_Region pointing data_
★ ★ ★ ★ ★ ★ ★
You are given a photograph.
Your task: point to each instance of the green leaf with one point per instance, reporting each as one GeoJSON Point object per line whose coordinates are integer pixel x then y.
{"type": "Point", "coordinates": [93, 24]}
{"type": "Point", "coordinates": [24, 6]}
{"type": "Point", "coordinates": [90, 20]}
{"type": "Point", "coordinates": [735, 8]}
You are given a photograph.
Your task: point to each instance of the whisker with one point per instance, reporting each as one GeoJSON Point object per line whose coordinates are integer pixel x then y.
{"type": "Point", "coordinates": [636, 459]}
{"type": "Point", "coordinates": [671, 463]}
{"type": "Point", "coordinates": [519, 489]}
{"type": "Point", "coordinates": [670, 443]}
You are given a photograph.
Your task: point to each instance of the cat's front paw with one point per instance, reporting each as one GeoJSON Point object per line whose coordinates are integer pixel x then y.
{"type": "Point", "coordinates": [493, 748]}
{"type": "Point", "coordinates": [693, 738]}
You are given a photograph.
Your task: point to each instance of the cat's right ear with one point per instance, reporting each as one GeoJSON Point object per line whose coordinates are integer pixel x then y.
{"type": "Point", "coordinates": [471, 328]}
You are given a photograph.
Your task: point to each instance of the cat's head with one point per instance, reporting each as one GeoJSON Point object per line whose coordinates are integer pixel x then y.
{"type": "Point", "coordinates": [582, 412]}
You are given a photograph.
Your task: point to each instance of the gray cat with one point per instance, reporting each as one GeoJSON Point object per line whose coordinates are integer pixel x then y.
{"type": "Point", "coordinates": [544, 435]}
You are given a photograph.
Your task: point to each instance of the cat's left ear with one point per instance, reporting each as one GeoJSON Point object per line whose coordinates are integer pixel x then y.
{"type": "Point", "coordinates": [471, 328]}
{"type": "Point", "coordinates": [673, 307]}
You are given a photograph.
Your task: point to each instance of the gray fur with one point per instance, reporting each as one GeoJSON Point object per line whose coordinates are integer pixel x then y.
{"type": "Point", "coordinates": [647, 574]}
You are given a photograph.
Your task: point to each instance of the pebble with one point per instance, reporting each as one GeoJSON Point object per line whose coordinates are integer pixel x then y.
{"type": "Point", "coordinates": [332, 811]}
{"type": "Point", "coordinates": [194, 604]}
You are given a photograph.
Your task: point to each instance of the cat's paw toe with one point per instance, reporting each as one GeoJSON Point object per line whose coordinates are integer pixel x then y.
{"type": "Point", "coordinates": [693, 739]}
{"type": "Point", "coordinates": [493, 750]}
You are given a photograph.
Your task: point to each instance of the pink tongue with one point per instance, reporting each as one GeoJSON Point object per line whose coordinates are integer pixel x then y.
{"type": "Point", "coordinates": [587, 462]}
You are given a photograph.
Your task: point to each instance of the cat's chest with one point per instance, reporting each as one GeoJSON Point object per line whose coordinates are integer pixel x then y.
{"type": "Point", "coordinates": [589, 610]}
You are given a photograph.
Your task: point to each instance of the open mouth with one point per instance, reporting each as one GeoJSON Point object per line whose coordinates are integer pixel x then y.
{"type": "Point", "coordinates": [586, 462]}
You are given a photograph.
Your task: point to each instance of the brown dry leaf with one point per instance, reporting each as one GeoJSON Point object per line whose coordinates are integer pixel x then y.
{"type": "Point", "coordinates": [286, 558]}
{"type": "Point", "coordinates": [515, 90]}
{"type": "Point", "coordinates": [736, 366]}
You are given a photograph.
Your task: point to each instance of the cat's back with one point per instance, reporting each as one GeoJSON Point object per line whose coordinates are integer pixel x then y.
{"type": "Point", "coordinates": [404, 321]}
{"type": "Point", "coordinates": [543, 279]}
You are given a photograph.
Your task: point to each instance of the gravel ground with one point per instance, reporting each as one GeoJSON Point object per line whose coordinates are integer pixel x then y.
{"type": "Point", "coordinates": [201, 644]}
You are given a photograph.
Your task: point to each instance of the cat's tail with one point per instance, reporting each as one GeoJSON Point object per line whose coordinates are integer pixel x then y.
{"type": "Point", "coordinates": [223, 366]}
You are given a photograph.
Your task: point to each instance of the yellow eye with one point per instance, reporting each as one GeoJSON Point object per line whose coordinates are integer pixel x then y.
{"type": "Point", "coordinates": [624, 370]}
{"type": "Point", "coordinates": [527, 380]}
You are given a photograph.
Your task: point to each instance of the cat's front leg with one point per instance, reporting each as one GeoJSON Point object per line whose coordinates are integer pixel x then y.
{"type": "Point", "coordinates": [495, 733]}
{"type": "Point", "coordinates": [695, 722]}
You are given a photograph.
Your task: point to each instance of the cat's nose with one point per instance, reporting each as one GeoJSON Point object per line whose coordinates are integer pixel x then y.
★ ★ ★ ★ ★ ★ ★
_WORK INSTRUCTIONS_
Output all of the records exactly, with nothing omitted.

_RESPONSE TO THE TASK_
You are given a photograph.
Your task: point to each instance of the green leaf with one point per instance, reporting each as one GeoJSON Point object per line whose coordinates are integer pixel x then y.
{"type": "Point", "coordinates": [93, 24]}
{"type": "Point", "coordinates": [24, 6]}
{"type": "Point", "coordinates": [90, 20]}
{"type": "Point", "coordinates": [735, 8]}
You are given a photograph.
Your task: point to each instance of the whisker with one point per instance, reporting each as one GeoJSON Point object per line whose coordinates are integer pixel x then y.
{"type": "Point", "coordinates": [636, 459]}
{"type": "Point", "coordinates": [671, 463]}
{"type": "Point", "coordinates": [519, 489]}
{"type": "Point", "coordinates": [670, 443]}
You are given a photograph.
Your task: point to each instance of the cat's front paw with one point per instance, reporting each as one GeoJSON Point object per line whose coordinates are integer pixel x then y.
{"type": "Point", "coordinates": [493, 748]}
{"type": "Point", "coordinates": [693, 738]}
You are given a photograph.
Your task: point to each instance of the cat's right ear with one point per instance, reporting each as one GeoJSON Point object per line whose coordinates are integer pixel x then y.
{"type": "Point", "coordinates": [471, 328]}
You are given a photograph.
Your task: point to each instance of the cat's head with one point per instance, reporting each as one GeoJSON Point object per line whose coordinates are integer pixel x then y.
{"type": "Point", "coordinates": [582, 412]}
You are given a photograph.
Your task: point to each instance of the gray cat with one point per instance, reporting each as one GeoJSON Point object per line whose coordinates are integer pixel x then y.
{"type": "Point", "coordinates": [544, 435]}
You are given a photograph.
Your task: point to each instance of the cat's left ear with one point per instance, reporting each as one GeoJSON Point object per line whose coordinates are integer pixel x then y.
{"type": "Point", "coordinates": [471, 328]}
{"type": "Point", "coordinates": [673, 307]}
You are given a photograph.
Your task: point to each instance of the gray fur with one point per instance, reporting each as one GeoJSON Point object per line whose coordinates are integer pixel x then y.
{"type": "Point", "coordinates": [647, 574]}
You are given a photograph.
Your task: point to each instance of the pebble with one point per instance, reporting each as one GeoJSON Point object per line whose coordinates are integer pixel x then y.
{"type": "Point", "coordinates": [332, 811]}
{"type": "Point", "coordinates": [194, 604]}
You are given a photograph.
Your task: point to each instance of the cat's paw toe with one point per instance, reporting each as one GeoJSON Point object per line whose coordinates are integer pixel x then y.
{"type": "Point", "coordinates": [693, 739]}
{"type": "Point", "coordinates": [493, 750]}
You are given a photograph.
Your task: point to each instance of the pink tongue with one point per instance, reporting each as one GeoJSON Point object per line whose coordinates are integer pixel x then y.
{"type": "Point", "coordinates": [587, 462]}
You are given a photograph.
Your task: point to each instance of the cat's chest with one point per instance, reporting each as one GeoJSON Point object per line whose coordinates are integer pixel x then y.
{"type": "Point", "coordinates": [589, 610]}
You are given a photograph.
Your task: point to each instance of the open mouth with one point per instance, reporting each as one GeoJSON Point object per line whose coordinates are integer pixel x then y.
{"type": "Point", "coordinates": [586, 462]}
You are given a photograph.
Your task: point to each instance of the brown dry leaf with one point per instance, reporting each as one GeoJSON Point object per line whose coordinates are integer pixel x then y.
{"type": "Point", "coordinates": [286, 558]}
{"type": "Point", "coordinates": [515, 90]}
{"type": "Point", "coordinates": [736, 366]}
You are given a photograph.
Your task: point to each instance of the cat's back with one point per instance, reporting each as one GeoJSON Point object per line whose coordinates are integer pixel x then y.
{"type": "Point", "coordinates": [404, 321]}
{"type": "Point", "coordinates": [543, 279]}
You are given a photograph.
Your task: point to each instance of the gravel ground with one point per instance, reporting each as one GeoJSON Point object per line whose coordinates are integer pixel x then y.
{"type": "Point", "coordinates": [201, 644]}
You are given a photograph.
Your task: point to each instance of the cat's tail with one point per instance, reporting each as one GeoJSON Point object per line whose coordinates are integer pixel x then y.
{"type": "Point", "coordinates": [223, 366]}
You are given a photograph.
Your task: point to each instance of the yellow eye with one point per instance, reporting each as one GeoJSON Point object per line whose coordinates are integer pixel x then y.
{"type": "Point", "coordinates": [624, 370]}
{"type": "Point", "coordinates": [527, 380]}
You are given a photograph.
Your task: point to each instance of the cat's front leg with one point per instance, reporting each as one GeoJSON Point object per line whose coordinates are integer pixel x then y.
{"type": "Point", "coordinates": [495, 733]}
{"type": "Point", "coordinates": [695, 722]}
You are given a photograph.
Your task: point to each instance of the cat's nose with one point per instance, reporting each as one GeoJSON Point object per line whose coordinates are integer pixel x then y.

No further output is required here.